Request -
Copy out the lines of the records below exactly, starting at the line that contains "query: the noun phrase to segment: blue sky" and ending with the final line of the records, with both ends included.

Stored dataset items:
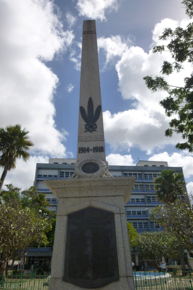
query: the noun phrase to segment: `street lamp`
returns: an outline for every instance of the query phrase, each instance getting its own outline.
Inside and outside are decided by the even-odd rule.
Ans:
[[[27,254],[27,252],[24,254],[24,256],[23,257],[23,274],[24,273],[24,270],[25,268],[25,262],[26,262],[26,255]]]

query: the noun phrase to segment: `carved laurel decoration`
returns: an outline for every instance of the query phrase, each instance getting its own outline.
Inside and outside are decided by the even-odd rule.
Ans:
[[[90,162],[96,163],[99,166],[99,169],[97,172],[89,173],[85,173],[82,171],[82,168],[83,165],[87,163]],[[74,173],[70,178],[106,177],[107,176],[113,177],[109,172],[106,165],[104,162],[101,159],[96,158],[89,158],[74,163]]]
[[[87,114],[84,108],[82,106],[80,107],[80,115],[84,122],[86,123],[85,126],[85,132],[92,133],[93,131],[96,131],[96,129],[97,128],[97,126],[96,122],[99,117],[101,110],[101,106],[100,105],[98,106],[94,114],[93,102],[91,97],[89,99],[88,102]]]

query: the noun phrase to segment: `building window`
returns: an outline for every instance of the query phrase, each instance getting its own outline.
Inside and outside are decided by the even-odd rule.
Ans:
[[[142,173],[138,172],[124,172],[124,176],[135,176],[136,178],[142,179]]]
[[[135,183],[133,190],[143,190],[144,185],[143,183]]]
[[[38,177],[58,177],[58,170],[38,170]]]
[[[74,171],[60,171],[60,177],[70,177],[73,175],[74,173]]]
[[[132,224],[134,229],[148,229],[147,222],[133,222]]]
[[[151,229],[161,229],[163,227],[155,222],[150,221],[150,227]]]
[[[146,211],[127,211],[127,214],[129,215],[146,215]]]
[[[157,195],[147,195],[148,202],[159,202],[160,201]]]
[[[152,183],[150,184],[146,183],[146,190],[155,190],[154,184]]]
[[[144,178],[145,179],[153,179],[159,176],[159,173],[144,173]]]
[[[145,198],[140,197],[131,197],[130,202],[145,202]]]

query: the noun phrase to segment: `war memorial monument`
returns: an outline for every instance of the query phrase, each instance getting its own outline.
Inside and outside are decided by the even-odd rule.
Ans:
[[[106,160],[95,20],[83,21],[73,175],[44,182],[58,200],[49,290],[134,290],[124,204],[133,177]]]

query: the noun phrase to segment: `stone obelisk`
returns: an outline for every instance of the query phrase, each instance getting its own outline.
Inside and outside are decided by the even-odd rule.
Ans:
[[[83,21],[79,105],[77,161],[85,157],[94,158],[96,153],[98,158],[104,161],[106,157],[94,20]],[[87,149],[86,154],[82,149],[84,150],[85,147],[85,150]]]
[[[58,206],[49,290],[134,290],[124,204],[135,178],[106,161],[95,20],[83,21],[77,161],[45,183]]]

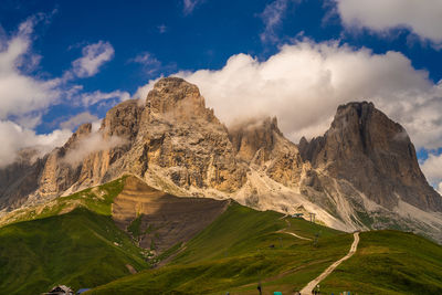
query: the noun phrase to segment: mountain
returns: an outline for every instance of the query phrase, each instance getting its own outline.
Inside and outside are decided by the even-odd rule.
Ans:
[[[255,294],[301,289],[352,234],[235,201],[173,197],[134,176],[0,220],[0,293],[53,285],[88,294]],[[440,294],[442,246],[412,233],[360,233],[327,294]],[[147,243],[146,243],[147,242]],[[361,267],[362,266],[362,267]]]
[[[295,145],[276,118],[229,129],[196,85],[158,81],[146,102],[112,108],[42,159],[0,171],[0,206],[44,203],[130,173],[180,197],[233,199],[259,210],[315,213],[343,231],[393,228],[442,242],[442,198],[406,130],[370,103],[339,106],[327,133]],[[20,176],[20,177],[15,177]],[[8,187],[8,186],[3,186]]]

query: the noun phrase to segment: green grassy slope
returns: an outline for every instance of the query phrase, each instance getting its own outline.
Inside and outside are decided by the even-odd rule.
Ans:
[[[55,284],[92,287],[130,274],[127,265],[147,268],[146,251],[110,217],[124,181],[14,212],[0,228],[0,294],[39,294]]]
[[[255,294],[293,292],[349,250],[352,236],[238,203],[189,241],[169,265],[123,277],[90,294]],[[281,230],[314,236],[317,245]],[[273,245],[271,247],[271,245]]]
[[[140,250],[104,217],[70,213],[0,228],[0,294],[39,294],[54,284],[92,287],[147,267]]]
[[[87,208],[92,212],[109,217],[112,214],[112,203],[115,197],[122,192],[126,178],[122,177],[103,186],[88,188],[67,197],[60,197],[33,208],[15,210],[3,220],[0,220],[0,226],[14,222],[54,217],[66,213],[77,207]]]
[[[356,254],[322,288],[325,294],[442,294],[442,246],[411,233],[362,232]]]

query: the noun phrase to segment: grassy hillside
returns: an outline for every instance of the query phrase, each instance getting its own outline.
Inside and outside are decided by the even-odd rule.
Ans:
[[[149,251],[112,219],[126,182],[122,178],[14,212],[0,228],[0,294],[39,294],[55,284],[106,295],[256,294],[259,283],[263,294],[292,294],[343,257],[352,242],[352,234],[232,201],[190,241],[148,263]],[[140,220],[128,226],[134,236]],[[176,224],[164,226],[170,234]],[[161,266],[149,268],[158,262]],[[134,268],[139,273],[130,274]],[[411,233],[362,232],[356,254],[320,289],[442,294],[442,246]]]
[[[39,294],[54,284],[92,287],[148,265],[109,217],[78,208],[0,228],[0,294]]]
[[[238,203],[189,241],[170,264],[123,277],[90,294],[256,294],[301,289],[345,255],[352,236],[304,220]],[[315,236],[316,245],[281,230]]]
[[[122,192],[127,177],[122,177],[99,187],[88,188],[67,197],[60,197],[32,208],[15,210],[0,220],[0,226],[13,222],[43,219],[66,213],[83,207],[101,215],[112,214],[112,203]]]
[[[364,232],[359,250],[322,288],[326,294],[442,294],[442,246],[411,233]]]

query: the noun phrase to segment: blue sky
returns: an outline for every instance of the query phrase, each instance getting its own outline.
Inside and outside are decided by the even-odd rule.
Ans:
[[[0,135],[10,143],[0,165],[20,148],[60,145],[175,74],[227,124],[275,115],[294,141],[322,134],[339,104],[373,101],[407,128],[436,186],[442,3],[397,2],[3,0]]]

Output below -
query: the noun phrase to segment: blue sky
returns: an outline for every instance of the query phrase, each instance getting its own outline.
Inside and outside are decided by the even-odd rule.
Ans:
[[[0,135],[10,143],[0,165],[20,148],[60,145],[175,74],[227,124],[275,115],[294,141],[322,134],[339,104],[373,101],[407,128],[436,186],[442,3],[397,2],[3,0]]]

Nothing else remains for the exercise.